Go through the material below and copy all lines with "wheel".

→ **EXTRACTED DATA**
= = = =

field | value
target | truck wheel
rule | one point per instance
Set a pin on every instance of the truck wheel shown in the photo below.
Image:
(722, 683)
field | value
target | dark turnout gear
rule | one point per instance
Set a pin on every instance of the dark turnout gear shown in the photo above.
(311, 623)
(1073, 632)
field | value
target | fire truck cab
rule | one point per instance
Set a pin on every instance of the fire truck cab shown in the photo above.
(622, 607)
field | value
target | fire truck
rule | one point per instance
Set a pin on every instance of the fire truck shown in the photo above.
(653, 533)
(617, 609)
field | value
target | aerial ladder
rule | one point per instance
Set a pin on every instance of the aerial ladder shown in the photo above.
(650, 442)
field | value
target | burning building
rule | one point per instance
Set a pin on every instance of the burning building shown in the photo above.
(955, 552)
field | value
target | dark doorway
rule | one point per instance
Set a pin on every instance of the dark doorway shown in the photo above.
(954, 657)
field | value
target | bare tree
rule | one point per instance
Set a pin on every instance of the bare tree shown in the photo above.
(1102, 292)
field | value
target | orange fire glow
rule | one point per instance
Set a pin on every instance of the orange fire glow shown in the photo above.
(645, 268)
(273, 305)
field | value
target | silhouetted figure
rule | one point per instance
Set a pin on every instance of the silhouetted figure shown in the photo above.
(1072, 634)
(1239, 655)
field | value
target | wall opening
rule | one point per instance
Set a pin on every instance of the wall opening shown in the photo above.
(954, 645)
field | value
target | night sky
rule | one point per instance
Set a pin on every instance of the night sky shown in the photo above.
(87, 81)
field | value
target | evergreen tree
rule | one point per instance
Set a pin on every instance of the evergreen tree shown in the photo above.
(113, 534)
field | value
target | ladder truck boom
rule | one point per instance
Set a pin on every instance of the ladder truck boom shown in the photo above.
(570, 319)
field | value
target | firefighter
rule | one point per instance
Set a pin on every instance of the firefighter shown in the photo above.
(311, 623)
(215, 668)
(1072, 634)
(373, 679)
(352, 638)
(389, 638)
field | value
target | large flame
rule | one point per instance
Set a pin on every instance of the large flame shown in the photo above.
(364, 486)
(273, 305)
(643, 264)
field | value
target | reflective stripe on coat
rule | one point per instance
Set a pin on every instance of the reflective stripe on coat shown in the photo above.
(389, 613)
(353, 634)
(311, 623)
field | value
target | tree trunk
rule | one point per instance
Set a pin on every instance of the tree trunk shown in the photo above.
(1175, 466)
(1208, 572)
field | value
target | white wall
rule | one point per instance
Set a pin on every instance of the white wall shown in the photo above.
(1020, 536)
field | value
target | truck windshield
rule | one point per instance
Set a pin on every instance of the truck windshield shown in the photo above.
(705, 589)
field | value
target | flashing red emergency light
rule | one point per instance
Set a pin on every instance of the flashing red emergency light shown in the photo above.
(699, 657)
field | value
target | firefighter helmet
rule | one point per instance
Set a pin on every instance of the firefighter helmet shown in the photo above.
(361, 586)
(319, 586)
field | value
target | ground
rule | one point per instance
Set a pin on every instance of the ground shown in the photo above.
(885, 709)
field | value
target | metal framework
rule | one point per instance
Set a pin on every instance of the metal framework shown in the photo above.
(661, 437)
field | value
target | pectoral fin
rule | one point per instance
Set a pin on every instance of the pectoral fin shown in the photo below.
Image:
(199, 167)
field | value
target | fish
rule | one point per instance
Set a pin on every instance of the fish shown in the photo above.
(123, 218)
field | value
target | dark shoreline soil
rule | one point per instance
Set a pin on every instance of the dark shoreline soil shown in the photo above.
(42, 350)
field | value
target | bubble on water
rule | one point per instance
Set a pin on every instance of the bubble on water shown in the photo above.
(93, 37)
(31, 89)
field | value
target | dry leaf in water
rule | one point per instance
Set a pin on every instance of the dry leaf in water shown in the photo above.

= = = =

→ **RESPONSE TO THE TASK**
target | truck wheel
Set a pin on every instance of the truck wheel shown in the photo below.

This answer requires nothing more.